TEXTO PARA LEITURA:
Morada.
Trago lembranças muito vivas de minha infância,são memórias muito sensitivas , desde o cheiro do leite quente na caneca amarela,até as unhas grandes e vermelhas de dona Maria,nossa vizinha. Entre brincadeiras no quintal e constante motivação de tirar notas boas na escola, minha infância também foi marcada pelo silêncio, mas não um silêncio qualquer, não por raiva,chateação,mas sim, por um estado de espírito constante de meu pai,um silêncio que só era quebrado pelo arrastar de suas sandálias.Na época, não entendia como ele conseguia ser tão calado. Hoje,entendo, que seu silêncio era uma busca constante por si mesmo.
A questão é: há quanto tempo não conseguimos ficar,de fato, sozinhos com os nossos botões?

OBJETIVO: Dê sequência ao texto para leitura acima, sobre o silêncio do pai na infância, começando logo depois da pergunta com que ele termina.

EXTRATO DE DADOS:
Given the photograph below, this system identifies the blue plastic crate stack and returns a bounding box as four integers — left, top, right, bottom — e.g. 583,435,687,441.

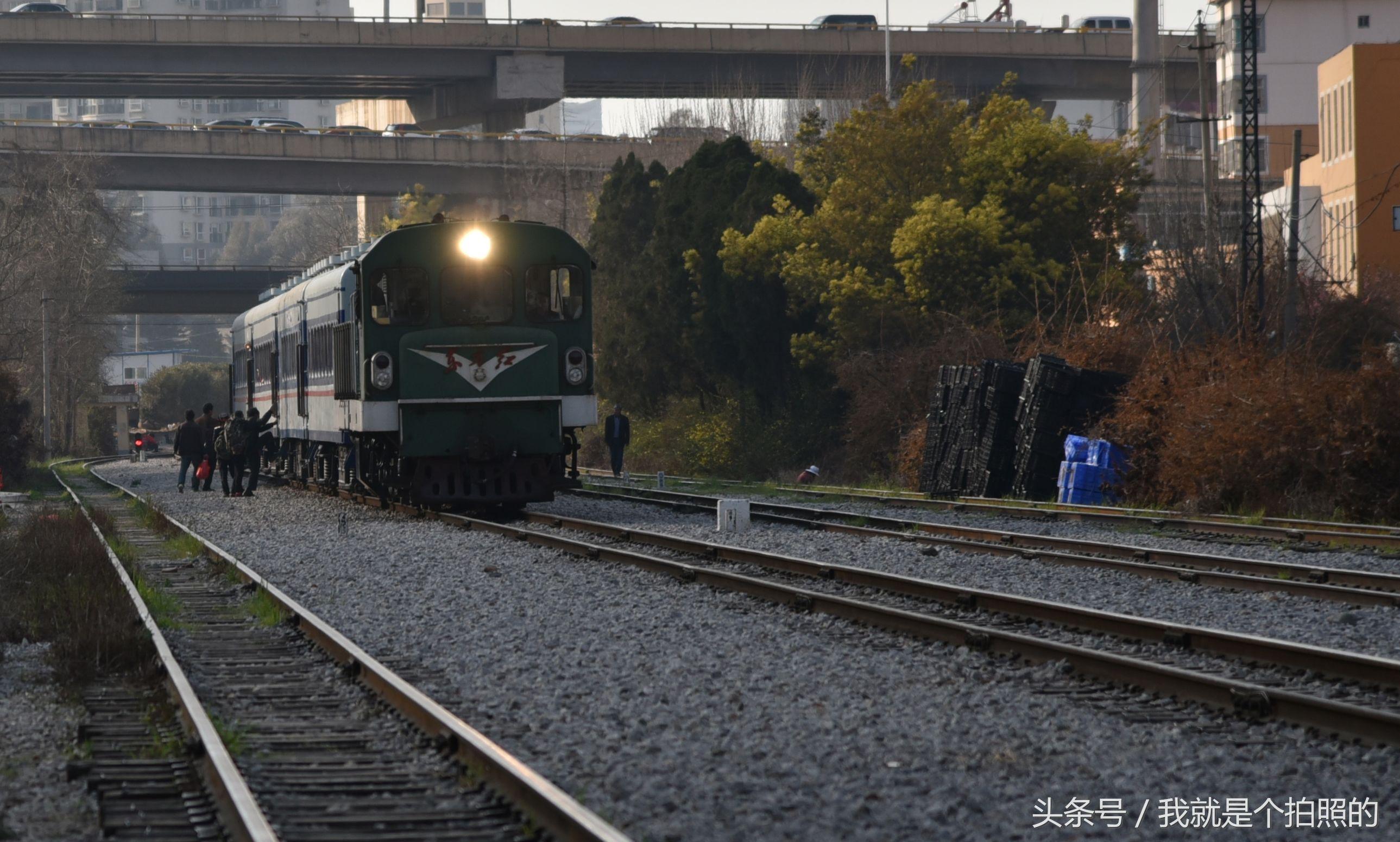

RESPOSTA À TAREFA:
Há quem não consiga ficar sozinho ,por medo, medo de que a solidão o deixe caminhar no escuro.Medo de pensar que, de repente, enquanto estiver sozinho, há uma vida lá fora que continuará sem ele. Fatalmente, a vida caminha sim ,sem ele, mas o sentido para esse percurso depende do que a pessoa quer. Às vezes, aquela conversa interna com a solidão, lhe dará o rumo certo.
Quem nunca esteve sozinho na multidão que atire a primeira pedra. Somos constantemente abordados por inúmeras questões. Profissão, religião,educação,continuidade de progresso , exercício de ética, conduta moral, idealizações de padrão, justificativas constantes dos “sins” e dos “nãos”. Quando chega o fim do dia, percebemos que não conseguimos fazer nem a metade do que queríamos, tão pouco do que deveríamos.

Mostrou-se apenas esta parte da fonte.